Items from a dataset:

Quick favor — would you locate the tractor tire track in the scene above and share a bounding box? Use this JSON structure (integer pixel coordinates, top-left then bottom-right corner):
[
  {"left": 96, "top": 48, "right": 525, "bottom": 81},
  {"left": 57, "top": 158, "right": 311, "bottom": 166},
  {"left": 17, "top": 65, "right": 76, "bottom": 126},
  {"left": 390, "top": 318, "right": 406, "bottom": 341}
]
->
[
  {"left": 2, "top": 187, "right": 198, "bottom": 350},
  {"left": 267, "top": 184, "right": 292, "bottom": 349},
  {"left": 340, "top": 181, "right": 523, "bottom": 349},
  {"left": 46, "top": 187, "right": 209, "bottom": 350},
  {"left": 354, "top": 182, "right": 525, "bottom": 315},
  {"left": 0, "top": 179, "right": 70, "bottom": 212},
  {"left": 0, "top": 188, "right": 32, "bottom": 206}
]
--
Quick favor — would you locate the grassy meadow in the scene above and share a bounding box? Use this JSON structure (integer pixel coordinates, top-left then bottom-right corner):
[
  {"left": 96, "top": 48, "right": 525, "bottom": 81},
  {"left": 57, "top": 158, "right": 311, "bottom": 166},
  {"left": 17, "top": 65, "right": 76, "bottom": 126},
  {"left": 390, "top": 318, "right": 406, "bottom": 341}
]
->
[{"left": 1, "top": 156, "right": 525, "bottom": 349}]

• **Your assignment**: Which lines above contain the word "scene"? Copy each one.

• **Answer to this problem**:
Quick favor — would you locate the tractor tire track in the scene above and share a bounding box? Use this JSON structure (integer pixel coordinates, top-left then bottom-right corner):
Quick favor — would you locate the grassy meadow in the scene above and share a bounding box? Use this JSON structure (integer pixel coordinates, top-left then bottom-right corner):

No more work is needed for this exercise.